▸ **Exercise materials**:
#####
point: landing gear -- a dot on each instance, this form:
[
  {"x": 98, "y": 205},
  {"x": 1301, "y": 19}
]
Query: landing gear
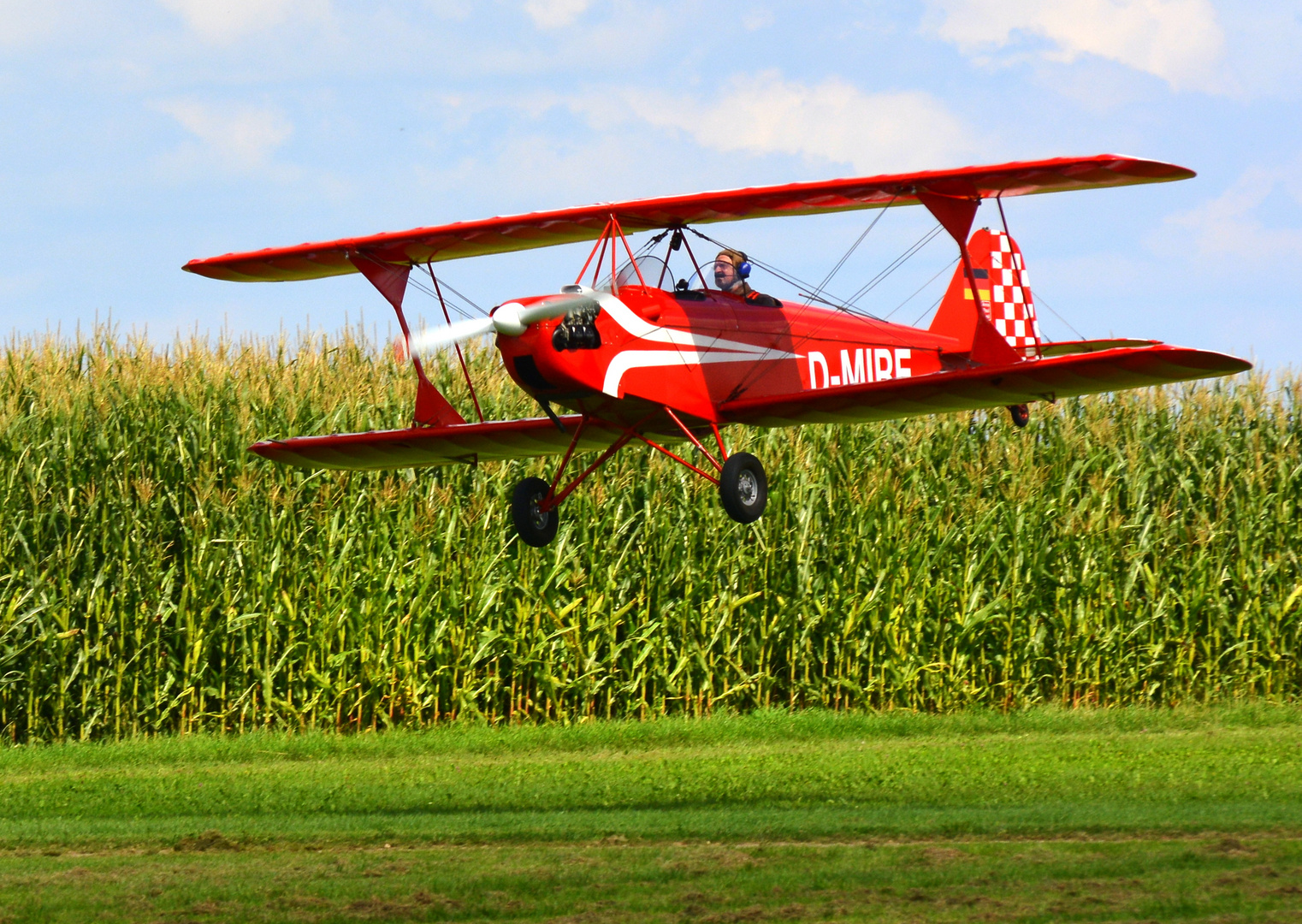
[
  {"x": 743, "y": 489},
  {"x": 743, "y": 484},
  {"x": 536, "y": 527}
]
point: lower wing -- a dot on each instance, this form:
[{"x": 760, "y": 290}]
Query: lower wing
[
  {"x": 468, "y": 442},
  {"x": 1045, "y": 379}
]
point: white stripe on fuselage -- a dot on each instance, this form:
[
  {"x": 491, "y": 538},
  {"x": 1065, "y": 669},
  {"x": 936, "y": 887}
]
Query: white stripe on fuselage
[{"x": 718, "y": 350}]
#####
▸ **Given request**:
Output all the entries above as a Markdown table with the columns Row and Line. Give each non-blank line its own numbered row, and leave the pictures out.

▸ **The reply**:
| Row | Line |
|---|---|
| 1 | point: landing gear -- a dot on each instance, this form: |
| 2 | [ |
| 3 |   {"x": 98, "y": 205}, |
| 4 |   {"x": 1301, "y": 19} |
| 5 | ] |
| 6 | Query: landing gear |
| 7 | [ |
| 8 |   {"x": 743, "y": 489}, |
| 9 |   {"x": 743, "y": 484}, |
| 10 |   {"x": 536, "y": 527} |
| 11 | ] |
| 12 | point: lower wing -- a dot on each instance, this form: |
| 13 | [{"x": 760, "y": 290}] |
| 14 | Query: lower wing |
| 15 | [ |
| 16 |   {"x": 468, "y": 442}, |
| 17 |   {"x": 1045, "y": 379} |
| 18 | ] |
| 19 | point: white stripe on fuselage -- a dot on each instance, this form: |
| 20 | [ |
| 21 |   {"x": 491, "y": 538}, |
| 22 |   {"x": 1065, "y": 669}, |
| 23 |   {"x": 936, "y": 887} |
| 24 | ] |
| 25 | Query: white stripe on fuselage |
| 26 | [{"x": 718, "y": 350}] |